▶ [Exercices à traiter]:
1. Citez tous les candidats et candidates de gauche qui, selon l'extrait sur la manifestation du 8 mars, étaient présents à la manifestation parisienne.
2. Indiquez si chacune des affirmations suivantes concorde avec l'extrait sur la manifestation du 8 mars, en répondant par oui ou par non et en citant les mots décisifs de l'extrait. (a) Le point de ralliement de la manifestation parisienne était la place de la République. (b) L'étape du lycée Voltaire servait à réclamer davantage de femmes dans les sciences. (c) La manifestation s'est déroulée sous la pluie.
3. Poursuivez l'extrait sur la manifestation du 8 mars à partir de sa dernière phrase.

▶ [Extrait à lire]:
--------
La Journée internationale des droits des femmes a mobilisé, ce 8 mars, des dizaines de milliers de femmes et d’hommes dans toute la France. Causette s’est glissée dans le cortège parisien à la rencontre de celles et ceux qui ont battu le pavé pour porter haut et fort leurs revendications.
Une marée violette a déferlé, ce mardi 8 mars, sous le soleil du Nord-Est parisien. La gare du Nord, dans le 10ème arrondissement, était le point de ralliement de la manifestation parisienne, accompagnée cette année d'une « grève féministe » selon l'invitation de dizaines d’associations féministes organisatrices. À quelques semaines du premier tour de l’élection présidentielle, ces dernières ont appelé à une « déferlante pour l’égalité » partout en France. Cinq candidat·es de gauche – Anne Hidalgo, Yannick Jadot, Fabien Roussel, Philippe Poutou et Jean-Luc Mélenchon – étaient d'ailleurs présent·es à la manifestation parisienne.
Le parcours parisien portait une symbolique forte : la place de la République pour soutenir les femmes sans-papiers et les travailleuses du social, le cimetière du Père-Lachaise pour rendre un femmage aux femmes victimes de féminicides, le lycée Voltaire pour réclamer davantage de femmes dans les sciences. Et pour finir, l’hôpital Tenon pour protester contre les violences gynécologiques et obstétricales et demander la suspension du professeur et gynécologue Émile Daraï, visé par au moins 21 plaintes pour viols.

Maria, étudiante, avec Cristina et Maria employées dans un hôtel, arrivées d'Espagne il y a cinq mois. Maria : « Ce qui nous mobilise vraiment, c’est l’égalité à tout niveau : politique, salariale, sur le partage des tâches quotidiennes… Sur papier, on nous vend qu’on a les mêmes droits mais dans la pratique, on voit bien que c’est encore loin d’être le cas. » Cristina : « La société reste profondément machiste. On continue à avoir peur dans la rue, à subir un harcèlement quotidien et des relations avec les hommes gangrenées par une forme de domination. » Maria : « On doit agir sur l’éducation, là où tout commence. Je pense notamment qu’il faudrait interdire le porno mainstream qui est super machiste et apprend aux jeunes hommes qu’ils peuvent traiter les femmes avec violence. »
--------
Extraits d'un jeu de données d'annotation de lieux
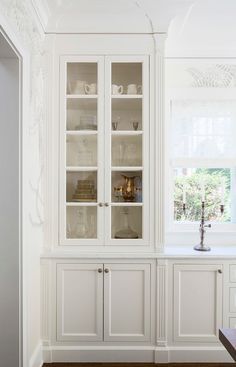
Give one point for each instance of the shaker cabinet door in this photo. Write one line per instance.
(127, 302)
(197, 302)
(79, 302)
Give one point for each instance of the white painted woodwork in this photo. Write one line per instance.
(232, 273)
(107, 215)
(162, 303)
(79, 302)
(10, 197)
(100, 144)
(232, 322)
(197, 302)
(127, 302)
(232, 299)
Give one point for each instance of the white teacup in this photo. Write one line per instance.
(77, 87)
(117, 89)
(134, 89)
(90, 88)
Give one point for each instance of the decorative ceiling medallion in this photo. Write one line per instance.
(214, 76)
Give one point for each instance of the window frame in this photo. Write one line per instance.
(175, 230)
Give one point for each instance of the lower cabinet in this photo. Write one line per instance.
(197, 303)
(103, 302)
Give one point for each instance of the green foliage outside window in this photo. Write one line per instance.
(212, 178)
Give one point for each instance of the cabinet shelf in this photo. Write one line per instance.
(125, 203)
(81, 203)
(81, 96)
(127, 132)
(81, 168)
(126, 96)
(81, 132)
(129, 168)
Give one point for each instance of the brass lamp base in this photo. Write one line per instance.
(202, 248)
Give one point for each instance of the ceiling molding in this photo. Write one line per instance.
(42, 11)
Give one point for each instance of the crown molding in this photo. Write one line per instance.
(42, 11)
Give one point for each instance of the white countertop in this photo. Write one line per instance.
(220, 252)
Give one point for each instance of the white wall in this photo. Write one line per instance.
(19, 21)
(9, 211)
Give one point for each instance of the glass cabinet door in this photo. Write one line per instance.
(129, 127)
(81, 132)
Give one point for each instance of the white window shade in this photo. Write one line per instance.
(203, 129)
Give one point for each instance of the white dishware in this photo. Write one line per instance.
(117, 89)
(90, 88)
(134, 89)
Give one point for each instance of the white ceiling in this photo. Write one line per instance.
(195, 27)
(207, 28)
(108, 16)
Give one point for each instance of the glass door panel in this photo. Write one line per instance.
(83, 98)
(81, 114)
(81, 186)
(81, 150)
(126, 187)
(127, 78)
(126, 151)
(81, 78)
(126, 114)
(126, 222)
(81, 222)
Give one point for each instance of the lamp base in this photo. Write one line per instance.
(202, 248)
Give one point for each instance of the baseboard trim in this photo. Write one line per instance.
(36, 360)
(98, 354)
(192, 355)
(145, 354)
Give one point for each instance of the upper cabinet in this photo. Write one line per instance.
(104, 150)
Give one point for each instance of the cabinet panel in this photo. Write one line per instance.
(104, 150)
(232, 322)
(79, 302)
(81, 158)
(232, 273)
(197, 302)
(232, 299)
(127, 302)
(127, 150)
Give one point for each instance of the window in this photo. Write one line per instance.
(203, 158)
(201, 153)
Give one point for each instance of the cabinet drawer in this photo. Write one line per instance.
(232, 299)
(232, 273)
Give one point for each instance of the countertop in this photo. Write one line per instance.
(169, 252)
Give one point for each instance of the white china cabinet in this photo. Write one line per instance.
(104, 150)
(103, 302)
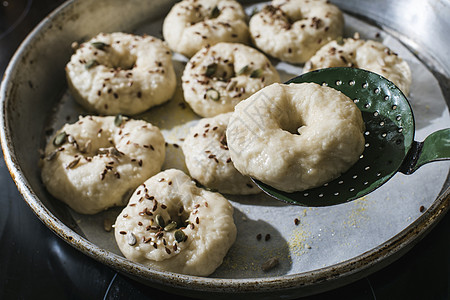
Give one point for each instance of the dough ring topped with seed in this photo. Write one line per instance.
(172, 225)
(219, 77)
(294, 30)
(193, 24)
(296, 136)
(121, 73)
(208, 159)
(369, 55)
(97, 162)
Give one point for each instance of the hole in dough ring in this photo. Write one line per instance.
(208, 159)
(219, 77)
(193, 24)
(121, 73)
(369, 55)
(294, 30)
(297, 136)
(94, 164)
(170, 224)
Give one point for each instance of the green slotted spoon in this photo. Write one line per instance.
(389, 136)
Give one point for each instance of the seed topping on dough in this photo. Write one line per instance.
(212, 94)
(60, 139)
(131, 239)
(90, 64)
(160, 221)
(99, 45)
(73, 163)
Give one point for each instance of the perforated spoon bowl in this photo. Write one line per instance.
(389, 136)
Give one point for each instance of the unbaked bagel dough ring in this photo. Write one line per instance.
(219, 77)
(295, 137)
(369, 55)
(172, 225)
(121, 73)
(208, 159)
(97, 162)
(193, 24)
(293, 30)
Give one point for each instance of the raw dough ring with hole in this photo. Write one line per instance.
(297, 136)
(121, 73)
(192, 24)
(369, 55)
(172, 225)
(294, 30)
(219, 77)
(208, 159)
(97, 162)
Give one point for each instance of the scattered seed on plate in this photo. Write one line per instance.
(270, 264)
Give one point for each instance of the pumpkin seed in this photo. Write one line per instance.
(131, 239)
(256, 73)
(99, 45)
(118, 120)
(242, 70)
(171, 226)
(215, 12)
(213, 94)
(211, 69)
(179, 235)
(90, 64)
(60, 139)
(73, 163)
(160, 220)
(231, 85)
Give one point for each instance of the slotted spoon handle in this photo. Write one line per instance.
(434, 148)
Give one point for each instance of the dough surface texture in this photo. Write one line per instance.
(121, 73)
(97, 162)
(369, 55)
(295, 137)
(219, 77)
(194, 24)
(208, 159)
(293, 30)
(172, 225)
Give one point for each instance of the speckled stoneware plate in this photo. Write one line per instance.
(329, 246)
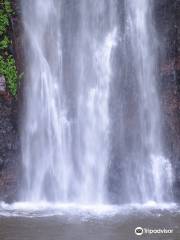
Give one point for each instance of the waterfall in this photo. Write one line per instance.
(91, 130)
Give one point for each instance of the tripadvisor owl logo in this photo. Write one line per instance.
(139, 231)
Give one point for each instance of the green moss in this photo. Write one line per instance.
(8, 69)
(4, 44)
(7, 62)
(4, 22)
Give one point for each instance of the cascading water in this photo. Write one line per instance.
(92, 131)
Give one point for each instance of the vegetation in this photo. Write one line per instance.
(7, 62)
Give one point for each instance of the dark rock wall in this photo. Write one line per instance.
(9, 116)
(167, 15)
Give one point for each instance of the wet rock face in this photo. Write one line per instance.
(167, 15)
(9, 147)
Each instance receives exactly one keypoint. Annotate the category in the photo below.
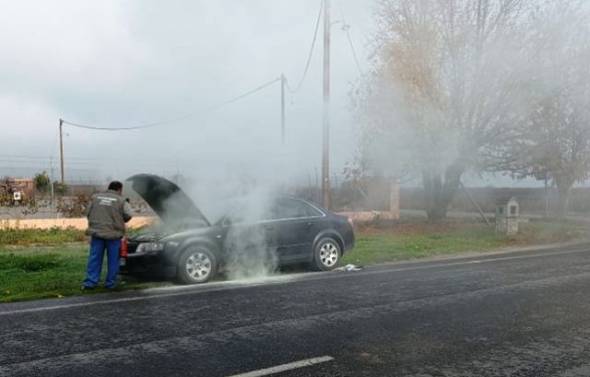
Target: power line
(310, 55)
(173, 120)
(346, 29)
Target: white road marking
(285, 367)
(223, 286)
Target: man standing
(107, 214)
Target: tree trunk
(440, 190)
(564, 187)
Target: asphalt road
(519, 314)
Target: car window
(291, 208)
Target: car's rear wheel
(327, 254)
(197, 264)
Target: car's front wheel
(197, 264)
(327, 254)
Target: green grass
(53, 236)
(28, 273)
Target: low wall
(77, 223)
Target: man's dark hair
(115, 186)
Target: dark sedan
(186, 245)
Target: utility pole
(326, 202)
(61, 150)
(283, 84)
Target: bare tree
(553, 141)
(446, 88)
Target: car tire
(326, 254)
(196, 265)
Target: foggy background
(119, 64)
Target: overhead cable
(310, 54)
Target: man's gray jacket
(107, 214)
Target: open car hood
(168, 200)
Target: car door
(295, 225)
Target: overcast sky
(125, 63)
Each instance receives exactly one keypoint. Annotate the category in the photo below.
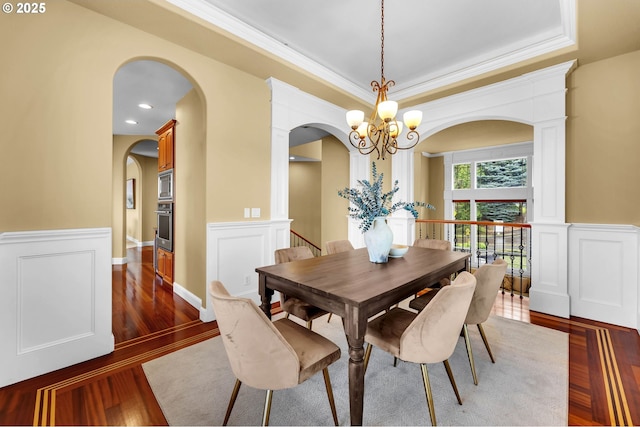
--------
▶ [Corrigé des exercices]:
1. Anne Hidalgo, Yannick Jadot, Fabien Roussel, Philippe Poutou et Jean-Luc Mélenchon.

2.
(a) Non : « La gare du Nord, dans le 10ème arrondissement, était le point de ralliement de la manifestation parisienne ».
(b) Oui : « le lycée Voltaire pour réclamer davantage de femmes dans les sciences ».
(c) Non : « sous le soleil du Nord-Est parisien ».

3.
Mélanie, 46 ans, agent d'accueil : « C’est un merveilleux jour pour manifester contre l’impunité des violences sexuelles dans le milieu religieux. Il y a certes eu du progrès avec le rapport de la Ciase [La Commission indépendante sur les abus sexuels dans l’Église a rendu son rapport en 2021 faisant état de 330 000 victimes mineures depuis les années 50, ndlr] mais je pense qu’il y a encore beaucoup de silence dans les églises et dans les temples. Il y a encore beaucoup d’abus passés sous silence, sur les femmes notamment, que ce soit sur les religieuses ou les paroissiennes. J’ai moi-même été abusée il y a un an et demi par mon pasteur. Alors, être ici c’est porter ma voix de victime. C’est aussi crier ma colère contre l’institution protestante qui protège encore aujourd’hui mon agresseur. La religion ne doit jamais être au-dessus des lois. »

Bijad, étudiant en histoire à la Sorbonne-Tolbiac : « J’ai dû me mettre en grève aujourd’hui pour pouvoir venir manifester mon féminisme. Il y a cet après-midi un blocage de l’université de Tolbiac pour permettre aux étudiants de venir à la manifestation [La présidence de l’université avait refusé la banalisation de la journée ce qui pénalise les étudiant·es boursier·ières qui ne peuvent pas rater les cours sous peine de perdre leurs bourses, ndlr]. Je suis boursier, ça peut me pénaliser de ne pas être en cours aujourd’hui. »

Victoria, 21 ans, étudiante en théâtre : « J’ai été victime d’inceste pendant toute mon enfance, manifester aujourd’hui c’est montrer que j’existe et que je me bats. »

Mounia El Kotni, anthropologue spécialiste de la santé des femmes : « Ce qui me motive pour être là aujourd’hui, c’est de me joindre au cortège contre les violences gynécologiques et obstétricales pour dénoncer les violences oncologiques. »

Thierry, syndiqué CGT, employé dans une mutuelle d’assurance : « La lutte féministe passe d’abord pour moi par l’égalité salariale qui aura forcément des conséquences positives sur les retraites des femmes. Il faudrait aussi que les messieurs donnent davantage un coup de main à la maison. C’est important que chacun prenne sa part de tâche ménagère car là aussi, ça n’avance pas beaucoup. À la maison, je suis responsable de la filière linge par exemple. »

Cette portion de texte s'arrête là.